-- start DATA FOR PROCESSING --

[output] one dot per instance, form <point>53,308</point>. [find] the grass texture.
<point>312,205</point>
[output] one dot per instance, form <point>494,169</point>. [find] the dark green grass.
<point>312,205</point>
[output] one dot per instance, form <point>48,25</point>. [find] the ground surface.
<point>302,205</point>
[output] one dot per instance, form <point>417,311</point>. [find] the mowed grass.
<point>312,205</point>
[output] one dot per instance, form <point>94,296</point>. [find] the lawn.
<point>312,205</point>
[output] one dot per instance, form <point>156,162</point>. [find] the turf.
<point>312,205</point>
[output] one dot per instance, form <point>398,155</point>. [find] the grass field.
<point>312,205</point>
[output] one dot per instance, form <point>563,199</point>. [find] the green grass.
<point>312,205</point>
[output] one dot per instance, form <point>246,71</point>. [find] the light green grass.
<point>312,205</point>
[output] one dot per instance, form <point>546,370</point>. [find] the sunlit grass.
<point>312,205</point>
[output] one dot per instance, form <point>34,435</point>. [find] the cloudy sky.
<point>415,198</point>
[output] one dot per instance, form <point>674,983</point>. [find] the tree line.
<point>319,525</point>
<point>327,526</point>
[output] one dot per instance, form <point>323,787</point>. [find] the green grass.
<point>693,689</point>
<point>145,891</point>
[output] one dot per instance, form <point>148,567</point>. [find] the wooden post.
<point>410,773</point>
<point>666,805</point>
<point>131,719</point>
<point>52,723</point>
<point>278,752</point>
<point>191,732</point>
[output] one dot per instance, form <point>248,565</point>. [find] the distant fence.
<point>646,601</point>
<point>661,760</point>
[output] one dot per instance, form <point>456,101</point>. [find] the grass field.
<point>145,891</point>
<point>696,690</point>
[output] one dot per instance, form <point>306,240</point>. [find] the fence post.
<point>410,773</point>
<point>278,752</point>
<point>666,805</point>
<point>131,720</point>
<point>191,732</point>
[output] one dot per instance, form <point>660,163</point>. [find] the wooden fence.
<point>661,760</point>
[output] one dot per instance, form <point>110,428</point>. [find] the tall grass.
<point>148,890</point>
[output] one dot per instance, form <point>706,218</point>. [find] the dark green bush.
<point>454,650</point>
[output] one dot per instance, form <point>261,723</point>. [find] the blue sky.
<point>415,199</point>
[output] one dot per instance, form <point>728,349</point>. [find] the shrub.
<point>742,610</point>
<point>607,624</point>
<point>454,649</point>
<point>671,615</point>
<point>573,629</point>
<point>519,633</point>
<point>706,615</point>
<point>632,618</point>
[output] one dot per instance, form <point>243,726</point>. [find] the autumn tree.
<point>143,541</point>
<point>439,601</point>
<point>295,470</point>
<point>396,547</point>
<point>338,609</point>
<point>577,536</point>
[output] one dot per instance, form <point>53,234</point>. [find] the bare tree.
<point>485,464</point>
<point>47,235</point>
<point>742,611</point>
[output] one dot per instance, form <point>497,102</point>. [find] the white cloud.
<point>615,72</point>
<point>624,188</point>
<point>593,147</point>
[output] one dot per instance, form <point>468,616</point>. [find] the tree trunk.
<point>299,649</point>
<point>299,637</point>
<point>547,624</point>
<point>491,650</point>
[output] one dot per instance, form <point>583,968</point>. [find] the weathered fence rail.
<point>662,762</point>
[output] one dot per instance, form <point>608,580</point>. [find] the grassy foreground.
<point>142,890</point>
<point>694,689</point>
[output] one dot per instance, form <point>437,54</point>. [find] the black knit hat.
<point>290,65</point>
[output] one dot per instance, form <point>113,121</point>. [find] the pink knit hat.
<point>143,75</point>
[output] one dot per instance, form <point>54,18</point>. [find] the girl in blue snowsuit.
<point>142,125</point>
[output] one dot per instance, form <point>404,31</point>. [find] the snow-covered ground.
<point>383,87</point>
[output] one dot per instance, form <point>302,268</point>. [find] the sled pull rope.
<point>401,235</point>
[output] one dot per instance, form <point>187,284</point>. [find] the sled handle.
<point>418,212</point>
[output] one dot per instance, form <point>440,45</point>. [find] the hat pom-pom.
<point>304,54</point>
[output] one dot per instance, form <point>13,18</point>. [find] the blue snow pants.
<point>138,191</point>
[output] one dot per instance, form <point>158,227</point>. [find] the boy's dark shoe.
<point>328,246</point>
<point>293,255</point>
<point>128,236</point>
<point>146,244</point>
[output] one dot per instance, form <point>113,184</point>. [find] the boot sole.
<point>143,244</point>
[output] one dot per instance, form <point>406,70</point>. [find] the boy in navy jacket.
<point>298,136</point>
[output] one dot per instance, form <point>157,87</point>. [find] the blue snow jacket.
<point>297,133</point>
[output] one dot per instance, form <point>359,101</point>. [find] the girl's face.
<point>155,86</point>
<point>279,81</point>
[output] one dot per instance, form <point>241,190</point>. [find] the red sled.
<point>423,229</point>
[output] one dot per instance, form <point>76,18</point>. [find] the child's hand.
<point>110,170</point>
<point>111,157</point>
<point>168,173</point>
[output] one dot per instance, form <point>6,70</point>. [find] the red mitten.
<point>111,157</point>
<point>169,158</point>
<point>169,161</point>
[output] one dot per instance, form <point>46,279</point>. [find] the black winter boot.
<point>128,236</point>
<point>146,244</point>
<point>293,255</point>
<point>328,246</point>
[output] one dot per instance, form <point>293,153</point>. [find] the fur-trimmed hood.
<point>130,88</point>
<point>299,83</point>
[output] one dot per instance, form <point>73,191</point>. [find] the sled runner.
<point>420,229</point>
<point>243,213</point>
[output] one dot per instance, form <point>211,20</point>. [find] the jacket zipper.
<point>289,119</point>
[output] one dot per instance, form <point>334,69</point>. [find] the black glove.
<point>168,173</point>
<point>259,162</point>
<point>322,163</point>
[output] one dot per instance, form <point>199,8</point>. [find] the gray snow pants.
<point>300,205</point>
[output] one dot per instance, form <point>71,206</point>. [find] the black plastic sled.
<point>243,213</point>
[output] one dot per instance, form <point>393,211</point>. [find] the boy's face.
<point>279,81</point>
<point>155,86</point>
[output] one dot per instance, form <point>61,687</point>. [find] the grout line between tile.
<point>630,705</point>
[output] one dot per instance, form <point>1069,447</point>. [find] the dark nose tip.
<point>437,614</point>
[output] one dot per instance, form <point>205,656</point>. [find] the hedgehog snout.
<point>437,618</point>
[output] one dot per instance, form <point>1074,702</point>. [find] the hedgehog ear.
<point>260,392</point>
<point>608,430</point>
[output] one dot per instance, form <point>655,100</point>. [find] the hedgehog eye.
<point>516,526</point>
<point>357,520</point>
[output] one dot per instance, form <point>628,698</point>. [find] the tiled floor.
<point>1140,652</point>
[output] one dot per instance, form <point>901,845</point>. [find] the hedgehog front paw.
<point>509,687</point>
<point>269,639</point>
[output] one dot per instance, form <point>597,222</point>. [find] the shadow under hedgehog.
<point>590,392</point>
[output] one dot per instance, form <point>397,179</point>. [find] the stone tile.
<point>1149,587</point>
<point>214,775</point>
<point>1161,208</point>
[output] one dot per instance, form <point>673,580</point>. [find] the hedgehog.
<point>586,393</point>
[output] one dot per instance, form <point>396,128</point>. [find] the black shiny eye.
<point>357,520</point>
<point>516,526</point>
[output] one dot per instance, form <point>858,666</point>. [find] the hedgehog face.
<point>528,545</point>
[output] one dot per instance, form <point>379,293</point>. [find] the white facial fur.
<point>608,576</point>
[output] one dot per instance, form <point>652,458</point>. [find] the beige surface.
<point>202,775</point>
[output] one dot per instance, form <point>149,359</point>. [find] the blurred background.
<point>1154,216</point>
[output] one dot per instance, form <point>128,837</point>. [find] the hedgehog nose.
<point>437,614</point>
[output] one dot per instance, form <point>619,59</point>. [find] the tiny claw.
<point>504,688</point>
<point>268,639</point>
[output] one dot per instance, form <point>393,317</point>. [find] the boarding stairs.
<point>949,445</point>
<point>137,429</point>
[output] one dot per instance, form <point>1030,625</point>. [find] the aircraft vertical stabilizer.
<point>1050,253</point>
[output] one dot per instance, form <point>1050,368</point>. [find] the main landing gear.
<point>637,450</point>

-- end DATA FOR PROCESSING --

WHAT TO WORK ON - Write the items between the line holding "[output] one dot per instance, form <point>393,211</point>." and the line holding "<point>608,430</point>", inclusive, as a two-column CSV with the headers item and answer. Give one row per item, put each value in its own quoted field, and replace line breaks with spaces.

THE RESPONSE -
item,answer
"[output] one dot per instance, form <point>393,211</point>. [find] the boy's face.","<point>279,81</point> <point>155,86</point>"
"[output] one dot per instance, form <point>61,687</point>. [find] the grout line between tile.","<point>630,705</point>"
"[output] one dot per instance, form <point>1069,447</point>. [find] the dark nose tip.","<point>437,614</point>"
"[output] one dot per instance, form <point>205,656</point>. [find] the hedgehog snout.","<point>437,618</point>"
"[output] one dot per instance, form <point>1074,702</point>. [find] the hedgehog ear.","<point>260,392</point> <point>608,430</point>"